# WORK INSTRUCTIONS:
**1)** For the excerpt on turning carbon dioxide into cement, decide whether each statement agrees with it: (a) Calera's process might produce less carbon dioxide than standard cement; (b) Carbon Sciences turns carbon dioxide into carbonates using hydrochloric acid; (c) Calera comments on its process in great detail. Answer yes or no for each, quoting the deciding words of the excerpt.
**2)** Format the records starting at the line containing "red tile roof?" and ending at the final line of the records as a JSON list of strings, one string per line, leaving out blank lines.

# EXCERPT PROVIDED:
------

Is this the answer to the controversy? Possibly. Or not. Turning carbon dioxide into cement would still require massive feeder ponds, so Calera may not be scalable. There is also no confirmed evidence that this is what they are doing. And most metabolic engineering companies are in lab experiments with their magic microbes at the moment. The company doesn't comment in much detail on its process.
Calera may also be exaggerating its effect on greenhouse gases. Its process might produce less carbon dioxide than standard cement, but may not cause a net reduction in atmospheric CO2.
Researchers are also looking at other ways to produce similar minerals. At Harvard, researchers are examining whether hydrochloric acid, produced from hydrogen harvested from the "green" electrolysis of water, drizzled over silicate rocks could work, or grinding silicate materials. (Startup Carbon Sciences turns carbon dioxide into carbonates with heat. The company, however, readily admits it is a carbon sequestration play that will rely on greenhouse gas regulations.)

------

Data items

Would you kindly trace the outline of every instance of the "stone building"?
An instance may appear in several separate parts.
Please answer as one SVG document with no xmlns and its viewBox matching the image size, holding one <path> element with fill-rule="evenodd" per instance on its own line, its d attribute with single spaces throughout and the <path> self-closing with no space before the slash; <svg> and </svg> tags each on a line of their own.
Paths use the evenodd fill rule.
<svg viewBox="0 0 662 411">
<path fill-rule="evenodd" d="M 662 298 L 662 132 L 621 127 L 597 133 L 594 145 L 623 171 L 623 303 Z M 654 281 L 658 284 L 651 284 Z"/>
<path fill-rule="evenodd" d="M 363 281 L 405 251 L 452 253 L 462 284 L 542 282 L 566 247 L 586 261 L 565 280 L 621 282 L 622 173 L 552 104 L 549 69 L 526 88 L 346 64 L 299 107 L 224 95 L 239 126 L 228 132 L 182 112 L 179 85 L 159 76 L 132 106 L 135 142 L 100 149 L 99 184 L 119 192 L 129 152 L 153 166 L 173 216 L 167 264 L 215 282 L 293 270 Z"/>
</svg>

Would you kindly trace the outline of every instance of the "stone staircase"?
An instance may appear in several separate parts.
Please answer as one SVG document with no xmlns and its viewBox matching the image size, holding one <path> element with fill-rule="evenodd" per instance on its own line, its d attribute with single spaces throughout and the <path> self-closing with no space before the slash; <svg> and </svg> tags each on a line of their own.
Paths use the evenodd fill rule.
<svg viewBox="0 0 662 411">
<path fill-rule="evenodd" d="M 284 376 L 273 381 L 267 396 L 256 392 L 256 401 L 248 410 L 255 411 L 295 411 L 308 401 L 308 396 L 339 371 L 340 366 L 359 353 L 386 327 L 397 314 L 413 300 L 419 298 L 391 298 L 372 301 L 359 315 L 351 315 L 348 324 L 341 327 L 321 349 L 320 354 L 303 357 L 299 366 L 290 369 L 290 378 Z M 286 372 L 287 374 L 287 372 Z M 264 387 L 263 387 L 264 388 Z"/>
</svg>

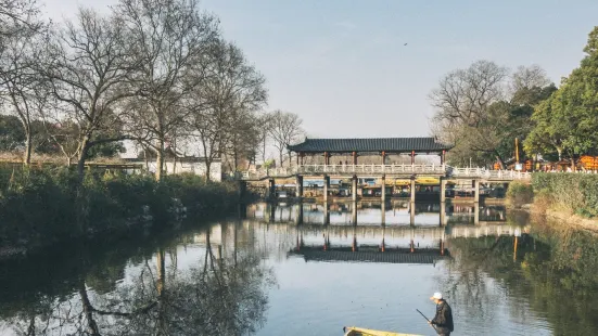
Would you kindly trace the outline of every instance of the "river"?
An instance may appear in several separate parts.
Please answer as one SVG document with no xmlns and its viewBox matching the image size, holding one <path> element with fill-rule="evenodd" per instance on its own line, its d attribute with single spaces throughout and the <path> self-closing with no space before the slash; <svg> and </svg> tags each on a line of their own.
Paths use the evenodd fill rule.
<svg viewBox="0 0 598 336">
<path fill-rule="evenodd" d="M 500 205 L 258 203 L 1 261 L 0 334 L 434 335 L 442 292 L 454 335 L 594 335 L 597 267 L 591 234 Z"/>
</svg>

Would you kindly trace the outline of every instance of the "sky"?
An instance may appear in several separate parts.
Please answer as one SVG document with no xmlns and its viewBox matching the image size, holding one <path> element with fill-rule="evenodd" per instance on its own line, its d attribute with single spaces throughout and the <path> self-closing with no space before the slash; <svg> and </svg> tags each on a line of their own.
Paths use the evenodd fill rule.
<svg viewBox="0 0 598 336">
<path fill-rule="evenodd" d="M 60 21 L 80 4 L 47 0 Z M 596 0 L 203 0 L 266 77 L 268 111 L 309 138 L 428 137 L 429 93 L 478 60 L 542 66 L 557 85 L 598 25 Z M 405 43 L 407 43 L 405 46 Z"/>
</svg>

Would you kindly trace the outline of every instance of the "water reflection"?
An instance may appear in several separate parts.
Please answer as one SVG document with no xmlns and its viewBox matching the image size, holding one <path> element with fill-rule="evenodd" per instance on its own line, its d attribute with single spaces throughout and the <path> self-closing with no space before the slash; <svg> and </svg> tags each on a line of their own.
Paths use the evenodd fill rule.
<svg viewBox="0 0 598 336">
<path fill-rule="evenodd" d="M 219 225 L 215 242 L 213 230 L 204 230 L 160 242 L 153 254 L 139 250 L 128 260 L 101 260 L 105 273 L 118 274 L 112 279 L 98 277 L 102 274 L 91 266 L 98 260 L 85 254 L 66 258 L 75 274 L 59 275 L 65 282 L 60 292 L 53 292 L 52 276 L 39 274 L 42 280 L 33 287 L 15 277 L 35 276 L 29 264 L 41 264 L 36 261 L 43 257 L 13 263 L 16 273 L 3 273 L 8 286 L 0 290 L 2 335 L 254 334 L 265 322 L 275 277 L 239 225 Z M 90 251 L 79 246 L 78 251 L 85 250 Z M 18 294 L 13 296 L 11 287 Z"/>
<path fill-rule="evenodd" d="M 504 205 L 393 202 L 254 204 L 243 210 L 267 222 L 310 224 L 447 225 L 506 222 Z"/>
<path fill-rule="evenodd" d="M 376 202 L 238 216 L 0 262 L 0 334 L 428 335 L 415 308 L 436 289 L 459 335 L 598 332 L 598 241 L 543 218 Z"/>
</svg>

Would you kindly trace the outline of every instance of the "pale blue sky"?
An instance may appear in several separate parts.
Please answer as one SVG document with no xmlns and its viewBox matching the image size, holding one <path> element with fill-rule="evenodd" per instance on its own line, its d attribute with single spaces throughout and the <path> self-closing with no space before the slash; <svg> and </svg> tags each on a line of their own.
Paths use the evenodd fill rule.
<svg viewBox="0 0 598 336">
<path fill-rule="evenodd" d="M 77 3 L 49 0 L 54 17 Z M 268 109 L 309 137 L 429 134 L 429 92 L 476 60 L 538 64 L 557 83 L 578 65 L 598 1 L 204 0 L 268 80 Z M 408 43 L 404 46 L 404 43 Z"/>
</svg>

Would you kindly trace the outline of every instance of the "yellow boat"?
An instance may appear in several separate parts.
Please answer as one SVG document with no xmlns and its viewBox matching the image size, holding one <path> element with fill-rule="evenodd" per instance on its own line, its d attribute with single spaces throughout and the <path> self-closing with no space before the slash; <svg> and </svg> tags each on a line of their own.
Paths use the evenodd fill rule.
<svg viewBox="0 0 598 336">
<path fill-rule="evenodd" d="M 357 327 L 357 326 L 345 326 L 343 331 L 345 332 L 345 336 L 422 336 L 418 334 L 402 334 L 402 333 L 367 329 L 367 328 Z"/>
</svg>

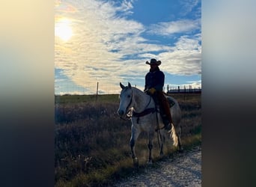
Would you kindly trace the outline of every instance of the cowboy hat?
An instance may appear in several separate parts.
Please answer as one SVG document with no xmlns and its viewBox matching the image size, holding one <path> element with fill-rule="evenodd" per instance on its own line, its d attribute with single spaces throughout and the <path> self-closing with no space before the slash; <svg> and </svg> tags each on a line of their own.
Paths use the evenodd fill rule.
<svg viewBox="0 0 256 187">
<path fill-rule="evenodd" d="M 151 58 L 150 62 L 146 61 L 146 64 L 159 66 L 161 61 L 156 61 L 155 58 Z"/>
</svg>

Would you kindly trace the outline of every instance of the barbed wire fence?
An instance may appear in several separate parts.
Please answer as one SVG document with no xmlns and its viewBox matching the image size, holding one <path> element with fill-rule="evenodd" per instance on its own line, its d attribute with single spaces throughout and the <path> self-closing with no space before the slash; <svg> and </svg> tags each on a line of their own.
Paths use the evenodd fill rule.
<svg viewBox="0 0 256 187">
<path fill-rule="evenodd" d="M 137 87 L 136 85 L 132 85 Z M 88 88 L 91 88 L 88 89 Z M 143 90 L 142 87 L 137 87 L 138 89 Z M 100 94 L 119 94 L 121 88 L 119 84 L 101 84 L 100 82 L 87 83 L 85 87 L 78 87 L 73 84 L 67 84 L 65 82 L 55 85 L 55 95 L 100 95 Z M 168 94 L 175 93 L 201 93 L 200 87 L 192 87 L 190 85 L 182 86 L 171 86 L 165 85 L 164 91 Z"/>
</svg>

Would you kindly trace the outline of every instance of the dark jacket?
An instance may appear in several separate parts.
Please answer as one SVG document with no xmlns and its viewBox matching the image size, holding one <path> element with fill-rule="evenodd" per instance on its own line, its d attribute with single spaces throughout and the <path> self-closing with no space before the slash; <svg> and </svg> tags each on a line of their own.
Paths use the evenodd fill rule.
<svg viewBox="0 0 256 187">
<path fill-rule="evenodd" d="M 150 71 L 145 77 L 144 90 L 154 88 L 158 91 L 162 91 L 165 83 L 165 74 L 157 67 L 155 71 Z"/>
</svg>

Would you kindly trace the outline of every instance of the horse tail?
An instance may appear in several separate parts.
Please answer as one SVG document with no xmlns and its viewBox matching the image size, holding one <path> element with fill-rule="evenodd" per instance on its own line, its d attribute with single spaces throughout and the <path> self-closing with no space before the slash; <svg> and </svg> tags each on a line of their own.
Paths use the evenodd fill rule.
<svg viewBox="0 0 256 187">
<path fill-rule="evenodd" d="M 175 147 L 177 147 L 178 142 L 179 142 L 179 139 L 178 139 L 179 138 L 177 136 L 174 124 L 171 123 L 171 129 L 168 132 L 170 132 L 170 138 L 172 138 L 172 140 L 174 141 L 173 145 Z"/>
</svg>

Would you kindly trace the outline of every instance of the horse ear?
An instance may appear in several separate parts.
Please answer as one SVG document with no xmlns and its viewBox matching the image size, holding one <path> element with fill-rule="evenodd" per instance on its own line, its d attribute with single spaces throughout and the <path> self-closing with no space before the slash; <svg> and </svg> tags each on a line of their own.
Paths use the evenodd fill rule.
<svg viewBox="0 0 256 187">
<path fill-rule="evenodd" d="M 122 83 L 121 83 L 121 82 L 120 82 L 120 87 L 121 87 L 122 89 L 124 89 L 124 88 L 125 88 L 125 86 L 124 86 Z"/>
</svg>

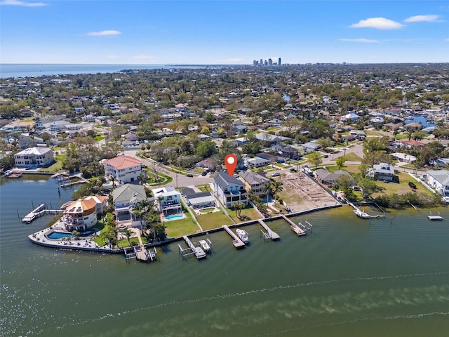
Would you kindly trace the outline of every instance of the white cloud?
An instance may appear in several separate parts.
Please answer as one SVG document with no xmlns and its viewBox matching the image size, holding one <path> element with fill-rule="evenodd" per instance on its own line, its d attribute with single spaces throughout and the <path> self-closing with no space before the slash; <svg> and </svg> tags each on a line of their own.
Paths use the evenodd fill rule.
<svg viewBox="0 0 449 337">
<path fill-rule="evenodd" d="M 361 44 L 378 44 L 379 40 L 370 40 L 368 39 L 340 39 L 340 41 L 345 42 L 358 42 Z"/>
<path fill-rule="evenodd" d="M 440 15 L 415 15 L 404 20 L 404 22 L 441 22 L 442 20 L 440 19 Z"/>
<path fill-rule="evenodd" d="M 386 19 L 385 18 L 370 18 L 366 20 L 361 20 L 358 23 L 349 26 L 349 28 L 375 28 L 376 29 L 399 29 L 403 25 Z"/>
<path fill-rule="evenodd" d="M 0 1 L 0 5 L 8 5 L 8 6 L 23 6 L 25 7 L 41 7 L 43 6 L 47 6 L 48 4 L 43 4 L 43 2 L 25 2 L 19 1 L 18 0 L 4 0 Z"/>
<path fill-rule="evenodd" d="M 133 58 L 137 61 L 154 62 L 156 60 L 156 58 L 154 58 L 154 56 L 149 56 L 147 55 L 136 55 L 135 56 L 133 56 Z"/>
<path fill-rule="evenodd" d="M 102 30 L 101 32 L 91 32 L 87 35 L 91 37 L 112 37 L 114 35 L 119 35 L 121 34 L 118 30 Z"/>
</svg>

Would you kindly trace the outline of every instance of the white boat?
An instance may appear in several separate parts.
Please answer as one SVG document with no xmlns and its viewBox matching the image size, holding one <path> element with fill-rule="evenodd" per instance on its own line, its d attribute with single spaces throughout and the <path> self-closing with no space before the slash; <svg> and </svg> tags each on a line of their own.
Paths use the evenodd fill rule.
<svg viewBox="0 0 449 337">
<path fill-rule="evenodd" d="M 369 219 L 370 218 L 371 218 L 371 216 L 370 216 L 369 214 L 363 212 L 363 211 L 358 209 L 354 209 L 354 213 L 356 213 L 356 216 L 357 216 L 358 218 L 361 218 L 362 219 Z"/>
<path fill-rule="evenodd" d="M 207 241 L 206 240 L 199 240 L 198 242 L 198 243 L 201 246 L 203 250 L 204 251 L 206 251 L 206 253 L 208 252 L 208 251 L 210 251 L 210 249 L 210 249 L 210 245 L 209 244 L 209 242 L 210 242 L 210 241 L 209 241 L 208 239 L 207 239 Z"/>
<path fill-rule="evenodd" d="M 240 238 L 241 241 L 245 244 L 248 244 L 250 242 L 250 239 L 248 237 L 248 233 L 243 230 L 241 230 L 240 228 L 236 230 L 236 233 L 237 236 Z"/>
</svg>

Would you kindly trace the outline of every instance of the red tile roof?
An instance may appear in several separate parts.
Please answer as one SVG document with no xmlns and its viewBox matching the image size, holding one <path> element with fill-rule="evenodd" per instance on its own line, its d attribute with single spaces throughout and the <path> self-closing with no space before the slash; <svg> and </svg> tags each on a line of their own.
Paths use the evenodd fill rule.
<svg viewBox="0 0 449 337">
<path fill-rule="evenodd" d="M 141 165 L 142 161 L 130 156 L 121 156 L 112 158 L 106 161 L 105 164 L 114 167 L 117 170 L 122 170 L 128 167 Z"/>
</svg>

------

# RESPONSES PER TASK:
**1)**
(a) Yes: "Its process might produce less carbon dioxide than standard cement"
(b) No: "Startup Carbon Sciences turns carbon dioxide into carbonates with heat."
(c) No: "The company doesn't comment in much detail on its process."

**2)**
[
  "Would you kindly trace the outline of every instance of the red tile roof?",
  "An instance may appear in several separate parts.",
  "Please answer as one SVG document with no xmlns and its viewBox matching the image size, holding one <path> element with fill-rule=\"evenodd\" per instance on its own line, its d attribute with single spaces throughout and the <path> self-closing with no space before the slash; <svg> and </svg> tags each on a line of their own.",
  "Paths use the evenodd fill rule.",
  "<svg viewBox=\"0 0 449 337\">",
  "<path fill-rule=\"evenodd\" d=\"M 141 165 L 142 161 L 130 156 L 121 156 L 112 158 L 106 161 L 105 164 L 114 167 L 117 170 L 122 170 L 128 167 Z\"/>",
  "</svg>"
]